Supplied entries section start
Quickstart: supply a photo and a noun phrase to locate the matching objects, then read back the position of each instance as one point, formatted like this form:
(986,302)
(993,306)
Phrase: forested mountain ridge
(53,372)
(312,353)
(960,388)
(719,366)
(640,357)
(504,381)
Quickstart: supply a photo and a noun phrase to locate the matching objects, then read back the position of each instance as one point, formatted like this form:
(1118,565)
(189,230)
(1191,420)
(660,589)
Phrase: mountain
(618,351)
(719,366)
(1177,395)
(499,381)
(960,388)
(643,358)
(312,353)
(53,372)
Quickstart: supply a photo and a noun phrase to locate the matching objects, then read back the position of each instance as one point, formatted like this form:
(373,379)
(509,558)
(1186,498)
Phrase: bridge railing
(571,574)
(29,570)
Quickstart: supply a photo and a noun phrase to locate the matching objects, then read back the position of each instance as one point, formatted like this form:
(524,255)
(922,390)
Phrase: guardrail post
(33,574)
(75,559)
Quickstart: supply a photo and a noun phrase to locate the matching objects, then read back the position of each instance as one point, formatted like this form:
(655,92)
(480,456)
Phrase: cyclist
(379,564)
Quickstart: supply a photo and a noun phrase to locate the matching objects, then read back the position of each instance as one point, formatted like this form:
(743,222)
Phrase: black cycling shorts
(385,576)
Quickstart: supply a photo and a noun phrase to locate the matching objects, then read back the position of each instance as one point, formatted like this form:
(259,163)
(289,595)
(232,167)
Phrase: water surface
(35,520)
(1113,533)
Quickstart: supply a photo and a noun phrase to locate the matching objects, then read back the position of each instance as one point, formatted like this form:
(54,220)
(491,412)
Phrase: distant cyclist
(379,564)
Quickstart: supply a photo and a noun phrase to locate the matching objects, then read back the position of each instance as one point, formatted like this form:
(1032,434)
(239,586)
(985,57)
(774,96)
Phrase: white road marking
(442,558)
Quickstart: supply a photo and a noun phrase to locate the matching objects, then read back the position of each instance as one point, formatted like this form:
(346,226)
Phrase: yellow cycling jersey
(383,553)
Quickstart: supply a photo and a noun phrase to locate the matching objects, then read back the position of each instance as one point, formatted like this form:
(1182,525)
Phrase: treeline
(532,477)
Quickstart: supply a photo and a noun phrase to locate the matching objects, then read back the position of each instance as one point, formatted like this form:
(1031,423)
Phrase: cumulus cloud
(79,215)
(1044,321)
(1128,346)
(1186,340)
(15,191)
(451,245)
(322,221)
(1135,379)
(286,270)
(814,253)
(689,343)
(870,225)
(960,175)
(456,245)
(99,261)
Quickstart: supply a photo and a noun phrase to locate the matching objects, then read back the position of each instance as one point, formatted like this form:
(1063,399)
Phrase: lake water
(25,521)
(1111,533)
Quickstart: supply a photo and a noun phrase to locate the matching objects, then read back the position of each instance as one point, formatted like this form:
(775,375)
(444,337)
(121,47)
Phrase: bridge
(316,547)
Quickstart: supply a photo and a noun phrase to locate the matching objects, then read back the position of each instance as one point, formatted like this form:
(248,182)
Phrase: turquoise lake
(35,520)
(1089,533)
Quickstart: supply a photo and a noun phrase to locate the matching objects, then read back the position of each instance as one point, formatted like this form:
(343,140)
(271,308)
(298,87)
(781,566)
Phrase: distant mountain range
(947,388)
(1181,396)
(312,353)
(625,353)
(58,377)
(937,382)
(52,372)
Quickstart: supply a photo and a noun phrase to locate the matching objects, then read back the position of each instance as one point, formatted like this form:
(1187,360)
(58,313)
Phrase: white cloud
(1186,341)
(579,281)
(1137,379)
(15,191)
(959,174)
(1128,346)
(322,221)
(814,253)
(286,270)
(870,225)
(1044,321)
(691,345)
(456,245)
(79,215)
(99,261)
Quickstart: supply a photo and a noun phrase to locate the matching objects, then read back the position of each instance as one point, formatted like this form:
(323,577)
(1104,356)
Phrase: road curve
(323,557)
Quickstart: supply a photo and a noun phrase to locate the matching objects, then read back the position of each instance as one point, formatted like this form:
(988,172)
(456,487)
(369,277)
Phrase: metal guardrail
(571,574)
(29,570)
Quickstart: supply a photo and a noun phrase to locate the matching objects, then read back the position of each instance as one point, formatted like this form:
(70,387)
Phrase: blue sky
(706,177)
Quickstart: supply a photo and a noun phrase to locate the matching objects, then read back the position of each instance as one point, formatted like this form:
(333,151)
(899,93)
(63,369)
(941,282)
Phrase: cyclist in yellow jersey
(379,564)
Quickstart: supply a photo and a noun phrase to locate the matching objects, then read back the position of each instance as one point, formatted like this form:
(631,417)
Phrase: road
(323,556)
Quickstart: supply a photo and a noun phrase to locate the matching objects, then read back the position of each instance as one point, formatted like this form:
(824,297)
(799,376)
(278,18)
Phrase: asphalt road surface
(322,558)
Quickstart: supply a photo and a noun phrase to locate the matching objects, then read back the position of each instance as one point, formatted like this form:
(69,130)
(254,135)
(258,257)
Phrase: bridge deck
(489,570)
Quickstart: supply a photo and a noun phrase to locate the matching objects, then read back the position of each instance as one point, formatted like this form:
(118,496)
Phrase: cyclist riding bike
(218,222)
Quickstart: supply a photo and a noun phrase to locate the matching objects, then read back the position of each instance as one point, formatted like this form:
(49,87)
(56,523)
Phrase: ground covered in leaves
Supplied entries section end
What needs to be done = Using the data above, restate every record word for word.

Solution to the exercise =
Quickstart: supply a photo and a noun phrase to locate the matching objects, then read back the position of each instance as one point, formatted like this form:
(986,302)
(993,306)
Phrase: forested mountain ridge
(53,372)
(312,353)
(960,388)
(719,366)
(640,357)
(504,381)
Quickstart: supply a photo and a noun phrase to locate the matching objects, then read back the position of each instance as one point, formatted like this form:
(1118,565)
(189,230)
(1191,420)
(660,589)
Phrase: mountain
(618,351)
(719,366)
(1177,395)
(499,381)
(960,388)
(643,358)
(312,353)
(53,372)
Quickstart: supply a photo and a noun phrase to locate the matching objects, then read back the position of each instance as one point, formatted like this form:
(373,379)
(509,558)
(1186,498)
Phrase: bridge railing
(571,574)
(29,570)
Quickstart: supply a photo and a noun phrase to locate the matching objects, then read back the position of each instance as one point, formatted like this form:
(524,255)
(922,390)
Phrase: guardrail post
(33,574)
(75,559)
Quickstart: supply a photo and a noun phrase to locate the matching objects, then read back the position of each instance as one point, formatted like this form:
(655,92)
(480,456)
Phrase: cyclist
(379,564)
Quickstart: supply a photo and a noun phrase to locate the matching objects, then read back the position of each instance as one point, formatted like this form:
(743,222)
Phrase: black cycling shorts
(385,576)
Quickstart: supply a photo and a noun phrase to locate the matching objects, then read back the position of each instance as one point, formatted like this form:
(259,163)
(289,595)
(232,167)
Phrase: water surface
(35,520)
(1113,533)
Quickstart: supply a photo and a noun phrase to locate the matching objects, then read back the position of each instance as one point, formatted like this form:
(54,220)
(491,412)
Phrase: distant cyclist
(379,564)
Quickstart: supply a photo and a noun phrase to locate the matching objects, then read back the position of each instance as one point, formatted like this form:
(1032,434)
(239,586)
(985,57)
(774,96)
Phrase: white road marking
(442,558)
Quickstart: supply a photo and a noun phrase to locate the matching objects, then read back the position of each instance as one point, formatted like this form:
(346,226)
Phrase: yellow cycling jersey
(383,553)
Quickstart: supply a photo and a noun phrase to locate the matching objects, then read back the position of each instance as one point, formatted like this form:
(1182,525)
Phrase: treeline
(532,477)
Quickstart: supply a photo and a noun phrase to locate the matching objects, then read back the position of each instance as one point, formatted like this form:
(1031,423)
Phrase: cumulus cloud
(79,215)
(1044,321)
(1128,346)
(1186,340)
(15,191)
(451,245)
(322,221)
(1135,379)
(286,270)
(814,253)
(689,343)
(870,225)
(960,175)
(456,245)
(99,261)
Quickstart: supply a photo and a noun phrase to locate the matching objects, then read back the position of each instance as one point, formatted like this form:
(1063,399)
Phrase: lake water
(25,521)
(1111,533)
Quickstart: supply a photo and a noun phrase to locate the matching objects, then read back the position of each instance as one point, formatted like this form:
(775,375)
(444,337)
(121,47)
Phrase: bridge
(316,547)
Quickstart: supply a photo and a noun phrase to locate the matching objects, then read back the position of each instance as one point, formatted like this form:
(248,182)
Phrase: turquoise lake
(35,520)
(1089,533)
Quickstart: supply a photo and a noun phrase to locate the matching objects, then read back the position of each instance as one point, formatted like this form:
(343,140)
(271,308)
(298,87)
(781,566)
Phrase: distant mountain range
(947,388)
(1181,396)
(312,353)
(625,353)
(58,377)
(937,382)
(52,372)
Quickstart: supply a photo and a noun phrase to locate the matching objects, then read back the position of each instance as one point, formatted like this form:
(1187,360)
(58,313)
Phrase: white cloud
(1186,341)
(579,281)
(1137,379)
(15,191)
(959,174)
(1128,346)
(322,221)
(814,253)
(286,270)
(870,225)
(1044,321)
(691,345)
(456,245)
(79,215)
(99,261)
Quickstart: supply a photo and a noun phrase to locate the matching objects, then read back the position of each instance as one point, formatted like this form:
(323,577)
(1104,356)
Phrase: road curve
(323,557)
Quickstart: supply a photo and a noun phrase to locate the matching objects, then read back the position of each instance as one point, formatted like this form:
(988,172)
(456,487)
(369,277)
Phrase: metal guardrail
(571,574)
(29,570)
Quickstart: supply a photo and a noun phrase to locate the matching objects, then read back the position of each instance as one point, formatted like this form:
(70,387)
Phrase: blue sky
(706,177)
Quickstart: supply a photo and a noun phrase to locate the matching objects, then read back the position of each instance as one point, formatted like this form:
(333,151)
(899,93)
(63,369)
(941,282)
Phrase: cyclist in yellow jersey
(379,564)
Quickstart: supply a photo and a noun phrase to locate the matching objects, then read back the position of each instance as one point, formatted like this form:
(631,417)
Phrase: road
(323,556)
Quickstart: supply a photo and a noun phrase to locate the matching objects, then read back the position of each instance as one point, formatted like this form:
(824,297)
(799,376)
(278,18)
Phrase: asphalt road surface
(322,558)
Quickstart: supply a photo and a noun phrase to locate the matching objects, then read back the position of each instance as one point, formatted like this form:
(69,130)
(254,135)
(258,257)
Phrase: bridge deck
(489,570)
Quickstart: supply a photo and a noun phrase to locate the matching objects, then read back the position of each instance as one point, formatted like this form:
(118,496)
Phrase: cyclist riding bike
(218,222)
Quickstart: supply a photo and a noun phrase to locate the matching objects, then read back the position of each instance as one point, formatted like this form:
(49,87)
(56,523)
Phrase: ground covered in leaves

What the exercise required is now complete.